## EXERCISE
Exactly as written, give again the line with "compact form (69,128)." and all subsequent lines through the end of the records.

### PROVIDED RECORDS ###

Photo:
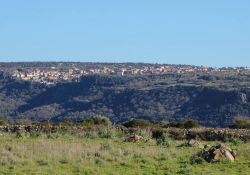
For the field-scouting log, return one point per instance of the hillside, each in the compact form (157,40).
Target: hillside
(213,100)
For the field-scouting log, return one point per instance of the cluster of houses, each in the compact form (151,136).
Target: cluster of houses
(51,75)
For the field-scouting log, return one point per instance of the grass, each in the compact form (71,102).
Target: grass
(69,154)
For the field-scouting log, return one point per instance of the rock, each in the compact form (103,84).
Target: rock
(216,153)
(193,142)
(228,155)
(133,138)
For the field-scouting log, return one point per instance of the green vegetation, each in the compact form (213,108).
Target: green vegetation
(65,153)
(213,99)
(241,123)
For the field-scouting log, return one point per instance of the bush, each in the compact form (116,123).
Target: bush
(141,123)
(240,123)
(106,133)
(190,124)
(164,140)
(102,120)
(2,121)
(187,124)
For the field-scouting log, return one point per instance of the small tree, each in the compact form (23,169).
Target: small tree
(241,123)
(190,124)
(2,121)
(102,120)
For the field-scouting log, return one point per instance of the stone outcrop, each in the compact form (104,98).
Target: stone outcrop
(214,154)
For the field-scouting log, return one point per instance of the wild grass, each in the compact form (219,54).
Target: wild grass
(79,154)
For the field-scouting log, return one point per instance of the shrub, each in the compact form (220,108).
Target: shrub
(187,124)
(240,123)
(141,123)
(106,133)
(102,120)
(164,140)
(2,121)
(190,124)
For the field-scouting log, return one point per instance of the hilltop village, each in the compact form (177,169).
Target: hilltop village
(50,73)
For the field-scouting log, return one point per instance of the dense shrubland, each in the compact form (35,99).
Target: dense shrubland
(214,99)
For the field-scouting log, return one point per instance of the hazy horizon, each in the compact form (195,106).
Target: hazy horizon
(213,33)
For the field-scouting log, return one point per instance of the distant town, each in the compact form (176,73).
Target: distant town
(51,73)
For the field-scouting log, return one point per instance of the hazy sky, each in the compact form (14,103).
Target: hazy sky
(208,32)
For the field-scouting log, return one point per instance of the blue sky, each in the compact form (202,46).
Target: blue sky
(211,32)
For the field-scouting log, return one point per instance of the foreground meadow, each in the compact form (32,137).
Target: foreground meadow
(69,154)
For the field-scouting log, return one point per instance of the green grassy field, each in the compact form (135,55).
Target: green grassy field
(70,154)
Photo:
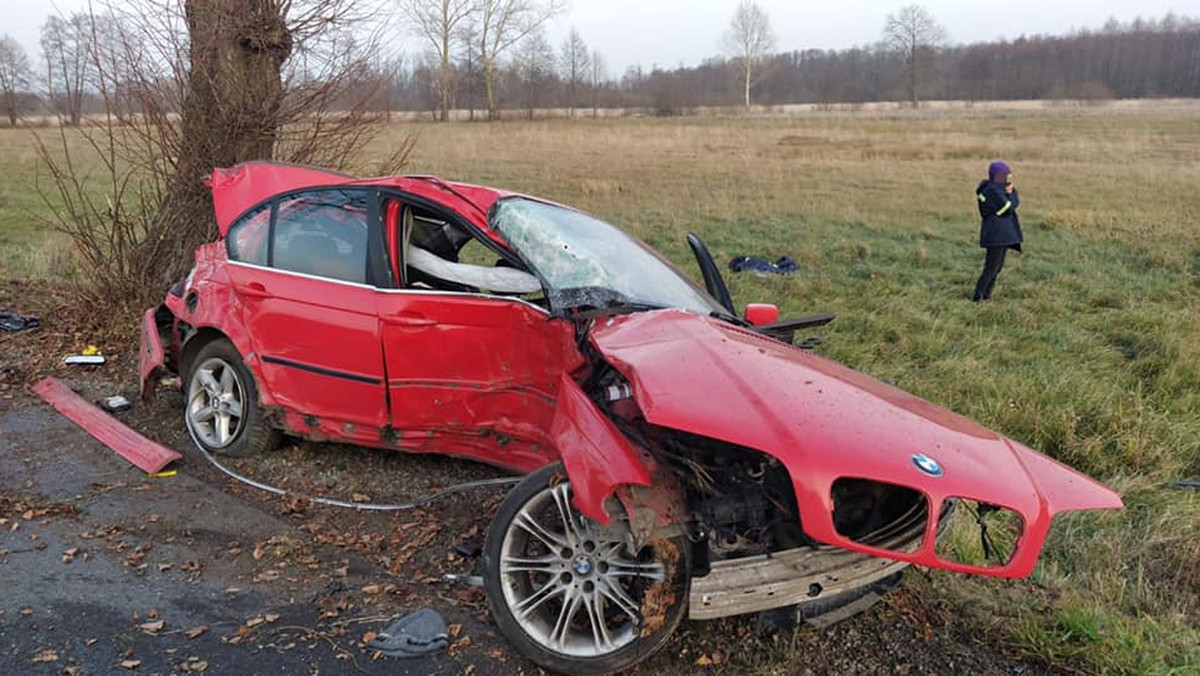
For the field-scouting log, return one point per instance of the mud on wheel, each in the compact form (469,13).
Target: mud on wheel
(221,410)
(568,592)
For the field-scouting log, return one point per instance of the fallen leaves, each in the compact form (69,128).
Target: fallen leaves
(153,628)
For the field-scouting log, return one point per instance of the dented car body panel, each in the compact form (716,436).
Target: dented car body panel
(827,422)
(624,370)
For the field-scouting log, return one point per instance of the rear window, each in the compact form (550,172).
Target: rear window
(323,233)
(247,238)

###

## FINISHED EXERCISE
For the field-scouting log, return one point per instance of the fallen leaves, each in the compact form (69,128).
Target: fallen leaves
(153,628)
For the field-scouting log, return one point per instance of the dented car body panel, each in the compact form (716,436).
Target: dented car body panel
(827,422)
(624,370)
For the field-scouting log, return one point per instance of the rear window, each in the compact form (550,172).
Target: rear window
(323,233)
(247,238)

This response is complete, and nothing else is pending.